- Brief -
Copy out exactly every line from the line containing "Pin each instance of the white upper" until the records below end, inclusive of both boundary lines.

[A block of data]
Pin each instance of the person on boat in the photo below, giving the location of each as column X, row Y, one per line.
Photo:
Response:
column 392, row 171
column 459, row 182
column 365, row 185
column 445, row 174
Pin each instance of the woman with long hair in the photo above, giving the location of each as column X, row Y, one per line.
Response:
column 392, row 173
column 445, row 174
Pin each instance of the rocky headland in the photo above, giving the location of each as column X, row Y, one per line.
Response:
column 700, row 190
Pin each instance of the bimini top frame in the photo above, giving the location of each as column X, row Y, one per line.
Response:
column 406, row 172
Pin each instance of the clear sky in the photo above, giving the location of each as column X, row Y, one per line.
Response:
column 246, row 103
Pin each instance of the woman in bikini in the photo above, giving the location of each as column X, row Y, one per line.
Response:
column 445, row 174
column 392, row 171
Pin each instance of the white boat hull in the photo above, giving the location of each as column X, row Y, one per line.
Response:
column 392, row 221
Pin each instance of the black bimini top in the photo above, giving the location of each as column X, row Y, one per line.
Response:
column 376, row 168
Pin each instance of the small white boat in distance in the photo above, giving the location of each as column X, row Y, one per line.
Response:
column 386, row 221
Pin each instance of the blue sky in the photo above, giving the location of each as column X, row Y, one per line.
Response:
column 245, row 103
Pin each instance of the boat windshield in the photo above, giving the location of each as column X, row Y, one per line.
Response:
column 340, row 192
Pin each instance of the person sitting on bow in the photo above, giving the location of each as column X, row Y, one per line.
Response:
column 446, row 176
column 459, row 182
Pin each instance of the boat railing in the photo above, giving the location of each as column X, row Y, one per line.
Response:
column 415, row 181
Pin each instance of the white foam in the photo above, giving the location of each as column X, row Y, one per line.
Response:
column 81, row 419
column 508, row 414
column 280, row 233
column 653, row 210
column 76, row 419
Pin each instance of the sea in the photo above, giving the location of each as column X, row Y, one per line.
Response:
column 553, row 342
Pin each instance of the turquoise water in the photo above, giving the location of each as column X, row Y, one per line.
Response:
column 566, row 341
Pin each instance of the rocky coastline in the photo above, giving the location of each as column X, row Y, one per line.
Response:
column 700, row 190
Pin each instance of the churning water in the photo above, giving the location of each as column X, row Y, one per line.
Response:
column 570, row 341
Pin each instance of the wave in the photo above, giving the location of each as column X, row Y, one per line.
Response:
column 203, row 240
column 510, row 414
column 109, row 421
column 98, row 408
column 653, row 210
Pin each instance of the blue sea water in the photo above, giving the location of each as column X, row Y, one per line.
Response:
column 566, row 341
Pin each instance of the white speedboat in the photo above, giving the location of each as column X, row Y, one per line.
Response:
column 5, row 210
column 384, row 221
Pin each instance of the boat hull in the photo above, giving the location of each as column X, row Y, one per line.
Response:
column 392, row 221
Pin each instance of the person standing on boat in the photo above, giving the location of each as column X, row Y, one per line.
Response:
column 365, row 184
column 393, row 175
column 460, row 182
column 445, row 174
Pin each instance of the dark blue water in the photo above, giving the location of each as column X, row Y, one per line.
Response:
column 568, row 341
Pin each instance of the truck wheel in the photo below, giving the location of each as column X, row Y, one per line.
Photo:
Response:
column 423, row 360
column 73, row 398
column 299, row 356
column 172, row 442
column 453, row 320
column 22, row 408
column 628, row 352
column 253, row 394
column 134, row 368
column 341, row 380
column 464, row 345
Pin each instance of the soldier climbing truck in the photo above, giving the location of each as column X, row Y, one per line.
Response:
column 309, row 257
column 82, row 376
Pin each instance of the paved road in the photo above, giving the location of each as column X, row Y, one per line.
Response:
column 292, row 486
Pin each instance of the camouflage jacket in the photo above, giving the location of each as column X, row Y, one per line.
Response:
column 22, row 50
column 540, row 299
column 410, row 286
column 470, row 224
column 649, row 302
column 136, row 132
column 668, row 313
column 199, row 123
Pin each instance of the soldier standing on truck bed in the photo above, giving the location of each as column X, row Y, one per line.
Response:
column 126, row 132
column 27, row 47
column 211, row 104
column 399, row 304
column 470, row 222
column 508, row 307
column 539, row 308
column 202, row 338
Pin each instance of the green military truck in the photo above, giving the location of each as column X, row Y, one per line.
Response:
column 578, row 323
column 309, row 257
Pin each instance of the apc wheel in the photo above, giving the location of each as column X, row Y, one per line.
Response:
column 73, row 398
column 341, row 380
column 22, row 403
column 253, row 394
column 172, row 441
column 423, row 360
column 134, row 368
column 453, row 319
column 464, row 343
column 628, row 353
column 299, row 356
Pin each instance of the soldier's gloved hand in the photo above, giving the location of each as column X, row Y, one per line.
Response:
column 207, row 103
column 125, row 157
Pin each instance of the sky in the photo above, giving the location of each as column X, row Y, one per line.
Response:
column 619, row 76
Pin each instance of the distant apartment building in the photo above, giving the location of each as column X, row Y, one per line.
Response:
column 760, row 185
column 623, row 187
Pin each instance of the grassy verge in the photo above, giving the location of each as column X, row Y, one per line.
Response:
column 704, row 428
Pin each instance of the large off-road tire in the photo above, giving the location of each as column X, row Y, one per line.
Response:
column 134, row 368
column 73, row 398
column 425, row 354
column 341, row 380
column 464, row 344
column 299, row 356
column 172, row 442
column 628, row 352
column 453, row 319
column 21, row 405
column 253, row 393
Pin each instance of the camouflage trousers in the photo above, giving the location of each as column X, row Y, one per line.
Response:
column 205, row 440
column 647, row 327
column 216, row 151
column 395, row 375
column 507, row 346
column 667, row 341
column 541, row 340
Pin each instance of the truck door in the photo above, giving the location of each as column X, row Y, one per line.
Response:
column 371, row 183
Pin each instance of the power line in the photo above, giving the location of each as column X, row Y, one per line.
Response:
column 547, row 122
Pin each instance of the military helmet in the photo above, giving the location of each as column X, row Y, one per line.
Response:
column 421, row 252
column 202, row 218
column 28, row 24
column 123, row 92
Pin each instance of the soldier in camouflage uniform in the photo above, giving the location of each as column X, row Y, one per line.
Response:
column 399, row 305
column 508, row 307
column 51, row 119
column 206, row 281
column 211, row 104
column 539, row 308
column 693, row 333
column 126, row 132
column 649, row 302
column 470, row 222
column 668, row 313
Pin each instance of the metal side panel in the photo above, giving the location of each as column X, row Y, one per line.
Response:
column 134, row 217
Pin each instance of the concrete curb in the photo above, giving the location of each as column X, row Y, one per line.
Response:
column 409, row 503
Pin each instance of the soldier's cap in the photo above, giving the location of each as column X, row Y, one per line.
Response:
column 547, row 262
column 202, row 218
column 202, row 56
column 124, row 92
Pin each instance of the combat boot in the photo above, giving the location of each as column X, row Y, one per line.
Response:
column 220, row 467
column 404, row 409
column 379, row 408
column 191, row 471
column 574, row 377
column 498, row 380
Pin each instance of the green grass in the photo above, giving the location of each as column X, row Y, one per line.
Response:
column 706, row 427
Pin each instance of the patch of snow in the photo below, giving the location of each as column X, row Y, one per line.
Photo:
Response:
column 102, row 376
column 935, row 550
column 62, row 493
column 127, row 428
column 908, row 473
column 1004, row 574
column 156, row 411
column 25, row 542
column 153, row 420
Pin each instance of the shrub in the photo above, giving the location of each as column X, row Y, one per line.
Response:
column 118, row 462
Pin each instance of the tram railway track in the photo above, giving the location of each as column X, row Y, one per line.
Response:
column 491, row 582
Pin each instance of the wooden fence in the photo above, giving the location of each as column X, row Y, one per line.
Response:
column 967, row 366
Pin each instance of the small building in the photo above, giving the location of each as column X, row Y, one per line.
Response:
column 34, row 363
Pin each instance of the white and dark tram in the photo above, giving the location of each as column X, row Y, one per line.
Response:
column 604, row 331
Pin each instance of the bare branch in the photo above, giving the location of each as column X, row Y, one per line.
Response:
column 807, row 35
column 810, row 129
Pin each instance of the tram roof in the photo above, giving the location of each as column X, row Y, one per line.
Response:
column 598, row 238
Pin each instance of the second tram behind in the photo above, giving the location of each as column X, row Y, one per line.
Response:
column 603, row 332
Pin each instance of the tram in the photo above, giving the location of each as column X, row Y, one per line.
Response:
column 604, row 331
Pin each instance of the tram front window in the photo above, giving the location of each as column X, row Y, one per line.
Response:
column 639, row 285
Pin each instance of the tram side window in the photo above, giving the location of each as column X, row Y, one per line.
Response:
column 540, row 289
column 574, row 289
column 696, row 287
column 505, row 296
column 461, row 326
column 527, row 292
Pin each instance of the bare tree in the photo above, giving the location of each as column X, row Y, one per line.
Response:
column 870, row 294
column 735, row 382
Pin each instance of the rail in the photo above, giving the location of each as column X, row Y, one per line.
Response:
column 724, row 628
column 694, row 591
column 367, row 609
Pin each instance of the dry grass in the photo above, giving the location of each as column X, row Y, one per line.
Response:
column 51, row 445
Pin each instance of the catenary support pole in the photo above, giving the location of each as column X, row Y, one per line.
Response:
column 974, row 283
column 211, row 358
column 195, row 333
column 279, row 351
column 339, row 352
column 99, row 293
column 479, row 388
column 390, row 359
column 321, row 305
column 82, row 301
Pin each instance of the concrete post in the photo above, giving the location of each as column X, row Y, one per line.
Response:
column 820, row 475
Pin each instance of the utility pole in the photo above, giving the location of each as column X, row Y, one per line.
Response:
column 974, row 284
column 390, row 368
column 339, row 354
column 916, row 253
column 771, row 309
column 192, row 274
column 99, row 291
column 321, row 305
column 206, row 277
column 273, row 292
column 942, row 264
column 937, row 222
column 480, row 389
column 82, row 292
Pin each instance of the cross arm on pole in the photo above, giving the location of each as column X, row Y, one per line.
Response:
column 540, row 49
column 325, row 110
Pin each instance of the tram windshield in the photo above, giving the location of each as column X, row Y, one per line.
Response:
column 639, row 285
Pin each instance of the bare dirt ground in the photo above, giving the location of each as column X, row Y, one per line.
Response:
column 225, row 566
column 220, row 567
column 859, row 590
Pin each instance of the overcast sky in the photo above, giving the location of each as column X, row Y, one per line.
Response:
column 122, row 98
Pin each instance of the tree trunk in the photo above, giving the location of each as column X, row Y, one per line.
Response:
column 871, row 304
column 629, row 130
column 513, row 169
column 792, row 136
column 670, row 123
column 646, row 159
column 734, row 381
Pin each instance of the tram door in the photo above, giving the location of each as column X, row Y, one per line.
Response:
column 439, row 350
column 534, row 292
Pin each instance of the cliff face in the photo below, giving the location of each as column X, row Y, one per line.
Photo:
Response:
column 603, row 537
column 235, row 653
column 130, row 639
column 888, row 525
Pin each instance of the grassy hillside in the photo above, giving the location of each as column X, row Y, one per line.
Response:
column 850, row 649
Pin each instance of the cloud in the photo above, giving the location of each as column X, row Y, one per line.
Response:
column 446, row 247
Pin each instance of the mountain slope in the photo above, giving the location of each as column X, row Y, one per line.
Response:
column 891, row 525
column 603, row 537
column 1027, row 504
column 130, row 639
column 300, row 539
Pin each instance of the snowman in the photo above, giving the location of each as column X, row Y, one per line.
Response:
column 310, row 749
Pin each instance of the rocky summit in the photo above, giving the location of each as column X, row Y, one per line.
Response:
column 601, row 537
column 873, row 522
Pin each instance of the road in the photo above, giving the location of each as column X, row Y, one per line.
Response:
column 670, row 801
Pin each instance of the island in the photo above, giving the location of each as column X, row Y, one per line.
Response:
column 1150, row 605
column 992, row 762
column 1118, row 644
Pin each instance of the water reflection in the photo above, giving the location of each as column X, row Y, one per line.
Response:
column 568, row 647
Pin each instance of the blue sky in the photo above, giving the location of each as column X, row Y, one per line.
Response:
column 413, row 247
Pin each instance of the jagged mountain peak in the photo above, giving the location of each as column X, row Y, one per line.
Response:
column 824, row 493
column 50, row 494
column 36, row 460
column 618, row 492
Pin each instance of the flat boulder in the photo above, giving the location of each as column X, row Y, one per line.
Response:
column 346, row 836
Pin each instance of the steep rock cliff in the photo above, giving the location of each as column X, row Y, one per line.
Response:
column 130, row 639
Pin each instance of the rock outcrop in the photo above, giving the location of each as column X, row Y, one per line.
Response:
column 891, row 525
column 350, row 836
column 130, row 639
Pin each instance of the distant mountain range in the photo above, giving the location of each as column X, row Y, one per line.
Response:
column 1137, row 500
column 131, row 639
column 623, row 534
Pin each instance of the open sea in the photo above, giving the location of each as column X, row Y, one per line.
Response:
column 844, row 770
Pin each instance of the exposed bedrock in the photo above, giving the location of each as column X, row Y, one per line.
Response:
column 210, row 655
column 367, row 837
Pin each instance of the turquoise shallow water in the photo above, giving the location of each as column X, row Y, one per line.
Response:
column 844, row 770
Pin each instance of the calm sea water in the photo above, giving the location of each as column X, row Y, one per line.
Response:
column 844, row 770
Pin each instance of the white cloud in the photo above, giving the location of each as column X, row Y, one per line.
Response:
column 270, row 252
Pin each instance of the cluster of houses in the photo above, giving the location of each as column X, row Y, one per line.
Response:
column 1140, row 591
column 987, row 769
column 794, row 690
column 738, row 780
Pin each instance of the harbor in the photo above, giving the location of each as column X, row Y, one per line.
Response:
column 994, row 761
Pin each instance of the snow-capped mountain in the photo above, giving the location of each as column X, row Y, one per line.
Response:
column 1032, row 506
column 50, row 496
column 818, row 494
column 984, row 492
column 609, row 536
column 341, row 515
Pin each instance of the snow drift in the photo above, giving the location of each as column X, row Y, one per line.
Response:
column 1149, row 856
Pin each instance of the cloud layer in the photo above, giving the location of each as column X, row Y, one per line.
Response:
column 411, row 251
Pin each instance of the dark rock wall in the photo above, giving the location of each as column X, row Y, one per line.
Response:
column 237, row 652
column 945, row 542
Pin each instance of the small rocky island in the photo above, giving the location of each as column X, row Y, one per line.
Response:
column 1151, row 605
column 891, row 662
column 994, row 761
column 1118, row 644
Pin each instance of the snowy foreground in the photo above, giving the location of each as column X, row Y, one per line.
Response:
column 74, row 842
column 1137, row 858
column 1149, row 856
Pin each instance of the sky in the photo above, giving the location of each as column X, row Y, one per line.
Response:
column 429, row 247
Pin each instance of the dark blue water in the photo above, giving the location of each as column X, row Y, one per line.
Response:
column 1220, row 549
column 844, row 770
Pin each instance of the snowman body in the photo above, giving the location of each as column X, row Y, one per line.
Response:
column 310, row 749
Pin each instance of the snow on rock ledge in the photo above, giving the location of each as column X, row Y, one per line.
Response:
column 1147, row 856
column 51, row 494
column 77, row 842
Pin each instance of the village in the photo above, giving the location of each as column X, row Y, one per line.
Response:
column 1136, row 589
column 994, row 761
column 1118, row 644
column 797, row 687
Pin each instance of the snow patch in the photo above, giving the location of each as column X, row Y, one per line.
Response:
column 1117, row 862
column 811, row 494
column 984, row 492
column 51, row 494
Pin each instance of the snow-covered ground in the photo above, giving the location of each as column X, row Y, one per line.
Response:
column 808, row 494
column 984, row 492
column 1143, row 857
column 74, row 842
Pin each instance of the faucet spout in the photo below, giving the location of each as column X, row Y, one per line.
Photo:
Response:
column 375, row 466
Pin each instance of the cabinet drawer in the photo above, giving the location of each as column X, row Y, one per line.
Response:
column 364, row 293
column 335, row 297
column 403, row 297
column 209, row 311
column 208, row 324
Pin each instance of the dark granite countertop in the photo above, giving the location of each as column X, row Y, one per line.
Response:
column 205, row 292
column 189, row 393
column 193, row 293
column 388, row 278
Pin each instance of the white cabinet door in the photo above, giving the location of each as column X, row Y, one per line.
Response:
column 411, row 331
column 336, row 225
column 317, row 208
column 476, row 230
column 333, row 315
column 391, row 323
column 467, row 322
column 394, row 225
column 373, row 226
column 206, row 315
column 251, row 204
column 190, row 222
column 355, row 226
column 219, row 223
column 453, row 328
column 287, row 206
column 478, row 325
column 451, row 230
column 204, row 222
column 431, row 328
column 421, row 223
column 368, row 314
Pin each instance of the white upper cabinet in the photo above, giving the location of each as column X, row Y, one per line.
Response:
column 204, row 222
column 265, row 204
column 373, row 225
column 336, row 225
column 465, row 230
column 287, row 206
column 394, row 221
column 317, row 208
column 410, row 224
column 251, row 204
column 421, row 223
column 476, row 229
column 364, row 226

- Final result -
Pin each instance of the white upper cabinet in the photo above, giving the location of each as column X, row Y, one per line.
Response:
column 204, row 222
column 265, row 204
column 373, row 225
column 336, row 225
column 465, row 230
column 287, row 206
column 394, row 221
column 317, row 208
column 410, row 224
column 251, row 204
column 421, row 223
column 476, row 229
column 364, row 226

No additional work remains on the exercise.